» **原文内容**
■ ■ ■ ■ ■

近日,网文苏辙是苏轼的“大冤种弟弟”在网络上盛传。“大冤种”原是东北方言,近日却成为了网络上的热梗,网友们用“大冤种”来描述那些因蒙受冤屈而闷闷不乐的人。随着“大冤种”这个热梗的发酵,不少文史作者将苏辙推上了热搜,称他是苏轼的“大冤种弟弟”,甚至还罗列出了种种证据,比如以哥哥为偶像、为哥哥养家还房贷、为捞哥哥才努力当宰相……然而,事实真是如此吗?

出去做官与侍奉老父亲,并不需要二选一

网络上的一些文章认为,公元1062年是苏辙做大冤种弟弟的起源。那年苏轼正式踏入官场,授大理评事、签书凤翔府判官,而苏辙却谢绝了朝廷的派遣,称要留在京城侍奉父亲苏洵。然而事实的真相是,出去做官与侍奉老父亲,这两件事并不矛盾,压根不需要二选一。

早在汉代,朝廷官员就可以将祖父母、父母迎接到任职地,移亲就养成为解决官员做官与养亲矛盾的重要途径。到了宋代也是如此,假如官员不依法迎养,还会受到御史台的弹劾,并“重寘其罪”。苏辙的孝悌之心毋庸置疑,但这不是他唯一的选择,也不是他必须作出的“牺牲”。

就苏辙个人的角度,当年他虽与哥哥苏轼同榜应试及第,但过程却要曲折很多。在科制考试那年,苏辙还没有受到“官场的毒打”,是个恣意挥洒、耿直无畏的青年。据载,苏辙当年在对策中对朝廷的批评特别犀利,毫不客气,司马光尤为欣赏他的锐气,认为其“最为切直”,将他考为第三等。然而范镇和蔡襄等人却认为不妥,在商议后,要将苏辙考为第四等。胡宿更狠,他说苏辙策语不逊,应判第五等,也就是不合格。一时间争执不休,最后闹到了宋仁宗面前,由宋仁宗亲自定夺。

■ ■ ■ ■ ■

» **题目**
看上面讲苏辙的文章,回答下面几个问题:
(a) “大冤种”原本是哪个地方的方言?
(b) 公元1062年,苏轼被授了什么官职?
(c) 胡宿认为苏辙应该判第几等?

数据项
■ ■ ■ ■ ■

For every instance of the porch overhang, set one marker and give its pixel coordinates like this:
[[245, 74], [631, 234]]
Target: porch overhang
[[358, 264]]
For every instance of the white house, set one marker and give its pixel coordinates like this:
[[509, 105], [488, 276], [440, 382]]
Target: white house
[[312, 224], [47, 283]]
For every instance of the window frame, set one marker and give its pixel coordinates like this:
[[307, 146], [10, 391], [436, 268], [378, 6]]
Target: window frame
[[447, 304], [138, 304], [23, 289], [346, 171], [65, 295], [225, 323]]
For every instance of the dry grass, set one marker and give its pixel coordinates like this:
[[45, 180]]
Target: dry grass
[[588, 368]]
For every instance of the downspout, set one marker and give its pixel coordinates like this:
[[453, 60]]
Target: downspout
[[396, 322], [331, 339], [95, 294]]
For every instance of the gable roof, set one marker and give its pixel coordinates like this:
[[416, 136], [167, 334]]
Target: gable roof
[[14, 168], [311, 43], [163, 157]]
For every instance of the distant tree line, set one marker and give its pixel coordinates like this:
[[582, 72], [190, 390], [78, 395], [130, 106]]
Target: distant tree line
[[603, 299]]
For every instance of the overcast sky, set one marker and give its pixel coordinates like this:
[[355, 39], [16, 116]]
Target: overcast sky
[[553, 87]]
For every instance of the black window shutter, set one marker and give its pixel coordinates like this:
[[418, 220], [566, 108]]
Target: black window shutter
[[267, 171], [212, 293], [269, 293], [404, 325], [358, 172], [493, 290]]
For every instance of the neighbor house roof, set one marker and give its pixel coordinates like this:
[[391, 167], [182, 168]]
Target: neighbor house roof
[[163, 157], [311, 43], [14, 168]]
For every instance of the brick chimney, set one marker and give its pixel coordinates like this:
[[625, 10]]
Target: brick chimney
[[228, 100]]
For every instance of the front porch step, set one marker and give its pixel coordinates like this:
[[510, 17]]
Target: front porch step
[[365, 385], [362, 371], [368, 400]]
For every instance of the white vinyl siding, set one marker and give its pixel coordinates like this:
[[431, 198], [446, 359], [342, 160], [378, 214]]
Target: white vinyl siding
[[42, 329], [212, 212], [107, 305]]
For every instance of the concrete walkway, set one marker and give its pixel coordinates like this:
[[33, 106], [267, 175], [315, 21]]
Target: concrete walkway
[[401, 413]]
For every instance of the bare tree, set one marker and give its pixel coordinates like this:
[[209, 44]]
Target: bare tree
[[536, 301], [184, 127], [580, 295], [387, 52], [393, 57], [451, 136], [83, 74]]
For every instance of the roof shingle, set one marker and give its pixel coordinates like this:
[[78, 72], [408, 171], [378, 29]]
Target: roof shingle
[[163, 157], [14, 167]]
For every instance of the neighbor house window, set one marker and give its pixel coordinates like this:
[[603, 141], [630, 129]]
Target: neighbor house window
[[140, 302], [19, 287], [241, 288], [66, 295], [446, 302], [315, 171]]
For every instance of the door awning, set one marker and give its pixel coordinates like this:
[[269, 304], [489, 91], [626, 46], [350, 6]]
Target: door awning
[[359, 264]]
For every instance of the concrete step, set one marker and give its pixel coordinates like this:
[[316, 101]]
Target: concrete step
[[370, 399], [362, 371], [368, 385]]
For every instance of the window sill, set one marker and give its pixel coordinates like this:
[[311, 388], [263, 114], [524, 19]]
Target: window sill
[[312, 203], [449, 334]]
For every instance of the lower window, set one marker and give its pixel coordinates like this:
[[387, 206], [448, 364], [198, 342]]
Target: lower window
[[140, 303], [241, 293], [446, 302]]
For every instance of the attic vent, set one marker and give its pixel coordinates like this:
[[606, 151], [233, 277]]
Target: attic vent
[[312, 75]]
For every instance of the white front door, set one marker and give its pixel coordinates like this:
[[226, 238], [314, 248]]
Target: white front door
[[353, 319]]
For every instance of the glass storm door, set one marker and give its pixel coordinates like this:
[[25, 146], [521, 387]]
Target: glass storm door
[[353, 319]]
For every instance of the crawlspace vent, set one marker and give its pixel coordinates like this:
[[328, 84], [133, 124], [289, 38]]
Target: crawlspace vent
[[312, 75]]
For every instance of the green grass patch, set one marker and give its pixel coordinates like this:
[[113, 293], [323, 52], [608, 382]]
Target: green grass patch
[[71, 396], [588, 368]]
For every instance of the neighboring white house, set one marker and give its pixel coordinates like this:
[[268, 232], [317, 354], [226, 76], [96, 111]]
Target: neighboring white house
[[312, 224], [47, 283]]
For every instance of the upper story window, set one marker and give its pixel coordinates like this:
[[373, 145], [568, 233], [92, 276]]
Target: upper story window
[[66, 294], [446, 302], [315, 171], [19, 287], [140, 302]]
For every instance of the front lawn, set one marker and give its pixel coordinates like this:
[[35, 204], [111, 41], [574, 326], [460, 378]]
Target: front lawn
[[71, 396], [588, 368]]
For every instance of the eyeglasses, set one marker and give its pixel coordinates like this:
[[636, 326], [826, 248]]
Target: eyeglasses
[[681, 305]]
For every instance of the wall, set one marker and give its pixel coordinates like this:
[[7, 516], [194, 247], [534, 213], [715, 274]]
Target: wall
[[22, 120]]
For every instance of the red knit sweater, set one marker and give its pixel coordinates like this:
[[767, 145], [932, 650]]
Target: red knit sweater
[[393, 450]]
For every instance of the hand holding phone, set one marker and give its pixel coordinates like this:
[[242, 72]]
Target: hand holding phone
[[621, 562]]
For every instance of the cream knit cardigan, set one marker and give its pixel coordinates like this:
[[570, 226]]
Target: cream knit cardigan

■ ■ ■ ■ ■

» **作答结果**
(a) 东北方言。
(b) 大理评事、签书凤翔府判官。
(c) 第五等,也就是不合格。